┌──

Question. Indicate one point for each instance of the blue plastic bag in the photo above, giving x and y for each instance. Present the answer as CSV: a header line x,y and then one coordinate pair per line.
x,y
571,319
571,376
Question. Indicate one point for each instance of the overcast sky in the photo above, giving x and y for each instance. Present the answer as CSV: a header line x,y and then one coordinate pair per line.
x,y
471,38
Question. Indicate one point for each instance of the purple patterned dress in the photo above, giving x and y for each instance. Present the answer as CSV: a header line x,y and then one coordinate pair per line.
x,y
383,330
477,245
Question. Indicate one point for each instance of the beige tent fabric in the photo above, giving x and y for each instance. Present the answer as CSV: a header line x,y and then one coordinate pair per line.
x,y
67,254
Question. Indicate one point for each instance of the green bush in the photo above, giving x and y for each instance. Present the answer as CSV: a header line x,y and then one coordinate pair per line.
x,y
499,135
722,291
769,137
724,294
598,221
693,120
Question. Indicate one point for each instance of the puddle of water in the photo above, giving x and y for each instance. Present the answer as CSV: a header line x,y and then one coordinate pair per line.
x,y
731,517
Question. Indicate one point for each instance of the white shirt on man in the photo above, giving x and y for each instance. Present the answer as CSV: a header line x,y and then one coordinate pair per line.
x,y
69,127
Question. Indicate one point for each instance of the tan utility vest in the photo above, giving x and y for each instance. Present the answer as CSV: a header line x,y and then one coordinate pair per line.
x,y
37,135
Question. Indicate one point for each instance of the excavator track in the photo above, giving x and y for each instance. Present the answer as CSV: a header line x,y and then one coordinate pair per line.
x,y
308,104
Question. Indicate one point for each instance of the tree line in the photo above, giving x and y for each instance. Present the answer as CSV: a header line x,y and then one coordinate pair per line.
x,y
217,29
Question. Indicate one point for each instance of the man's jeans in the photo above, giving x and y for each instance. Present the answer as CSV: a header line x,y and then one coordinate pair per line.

└──

Your goal -
Reproduce every row above verbatim, keeping the original order.

Expected answer -
Question. Indicate one point for each instance of the blue plastic bag in the photo above, giving x and y for each instance. Present the answer as CSV: a header line x,y and then one coordinate pair per line.
x,y
571,319
571,376
Question. Indicate one point for each instance of the overcast sky in the photo above, giving x and y for each instance. Present the answer as CSV: a header line x,y and then one coordinate pair per line.
x,y
471,38
Question. Indicate one point for each instance of the purple patterned dress in the photo above, giving x and y for each instance. Present the answer as CSV: a header line x,y and then one coordinate pair per line.
x,y
383,330
477,245
Question. Indicate one point for each instance of the beige tent fabric in the photo above, giving x and y for each instance. Present the answer as CSV: a header line x,y and then one coordinate pair per line.
x,y
67,254
Question. Indicate one point for each instance of the green bush in the photo above, giving x and y for each instance. Present the answer as CSV: a header line x,y and then one coordinate pair per line.
x,y
499,135
722,291
769,137
724,294
598,221
693,120
Question. Indicate one point for each instance of the puddle of water in the photo above, giving x and y for each instance. Present the answer as CSV: a header line x,y and then one coordinate pair per line.
x,y
731,517
Question. Indicate one point for each instance of the white shirt on man in the photo above, giving x and y for each instance. Present the answer as CSV: a header line x,y and then one coordinate pair per line.
x,y
69,127
Question. Indicate one point for each instance of the tan utility vest in the photo above, giving x and y for each instance. Present the answer as CSV: a header line x,y and then one coordinate pair per line.
x,y
37,135
Question. Indicate one point for each instance of the excavator track in the photo above, giving x and y for each instance. Present the answer as CSV: a header line x,y and then one coordinate pair per line.
x,y
308,104
Question. Indicate one point for each instance of the tree line in the photo above, giving x and y for each instance. Present the answer as CSV: a header line x,y and then one coordinate pair per line.
x,y
217,29
Question. Indicate one point for each instance of the man's jeans in the photo above, giving x and y for each instance. Present the answer as CSV: a header line x,y and then one coordinate pair per line.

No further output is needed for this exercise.